▶ [DATASET EXTRACT]:
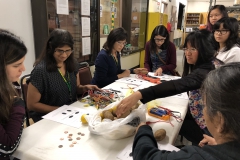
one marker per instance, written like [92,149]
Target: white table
[41,140]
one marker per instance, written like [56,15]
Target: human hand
[92,87]
[141,124]
[207,140]
[127,103]
[140,71]
[158,72]
[126,73]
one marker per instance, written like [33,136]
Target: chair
[24,87]
[84,73]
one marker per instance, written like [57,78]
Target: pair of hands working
[131,100]
[126,73]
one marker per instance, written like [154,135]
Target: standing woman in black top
[54,81]
[199,48]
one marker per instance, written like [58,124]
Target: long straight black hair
[12,49]
[223,11]
[221,94]
[117,34]
[57,38]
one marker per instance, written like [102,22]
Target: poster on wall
[101,8]
[62,7]
[173,17]
[85,7]
[85,26]
[86,46]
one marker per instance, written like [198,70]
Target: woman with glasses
[54,81]
[226,34]
[160,53]
[221,98]
[216,12]
[12,108]
[108,64]
[199,50]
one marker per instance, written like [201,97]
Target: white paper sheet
[62,7]
[67,115]
[164,76]
[85,7]
[132,80]
[85,26]
[86,46]
[125,154]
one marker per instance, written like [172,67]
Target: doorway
[181,13]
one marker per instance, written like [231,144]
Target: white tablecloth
[42,139]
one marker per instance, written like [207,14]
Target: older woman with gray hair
[221,95]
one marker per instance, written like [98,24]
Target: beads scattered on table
[70,137]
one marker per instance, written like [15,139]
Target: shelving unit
[193,19]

▶ [REQUIREMENT]:
Turn every line of the material above into a JSON list of strings, one string per line, with blank lines and pictures left out.

▶ [WRITTEN ANSWER]:
[
  "one marker per instance, written like [92,149]",
  "Target: white table",
  "[41,140]",
  "one marker per instance, written like [56,15]",
  "Target: human hand",
  "[92,87]",
  "[141,124]",
  "[207,140]",
  "[127,103]",
  "[140,71]",
  "[158,72]",
  "[126,73]",
  "one marker per instance, written like [33,136]",
  "Target: chair",
  "[24,87]",
  "[84,73]",
  "one marker per instance, written like [57,78]",
  "Target: pair of hands working",
  "[131,100]",
  "[126,73]",
  "one marker per instance, written like [154,135]",
  "Target: standing woman in black top",
  "[54,81]",
  "[199,48]",
  "one marker per instance, written like [58,124]",
  "Target: long straight black hair",
  "[12,49]",
  "[223,11]",
  "[221,94]",
  "[117,34]",
  "[57,38]",
  "one marker per instance, written like [102,22]",
  "Target: poster on wall",
  "[101,8]",
  "[62,7]",
  "[173,17]",
  "[85,7]",
  "[85,26]",
  "[86,46]",
  "one marker per instance, written like [198,70]",
  "Target: woman with glasses",
  "[54,81]",
  "[226,34]",
  "[160,53]",
  "[221,98]",
  "[216,12]",
  "[12,108]",
  "[108,64]",
  "[199,50]",
  "one marker per instance, written like [201,97]",
  "Target: white paper sheet",
  "[62,7]",
  "[67,115]",
  "[164,76]",
  "[85,7]",
  "[132,80]",
  "[85,26]",
  "[86,46]",
  "[125,154]",
  "one marker per instance, written like [172,67]",
  "Target: doorway",
  "[181,13]",
  "one marker per instance, written like [231,144]",
  "Target: white tablecloth",
  "[42,139]",
  "one marker per instance, written like [207,14]",
  "Target: older woman with gray hair",
  "[221,95]",
  "one marker per instance, written like [98,24]",
  "Target: beads scattered on table",
  "[70,137]",
  "one marker per instance, written like [15,139]",
  "Target: shelving unit",
  "[193,19]"
]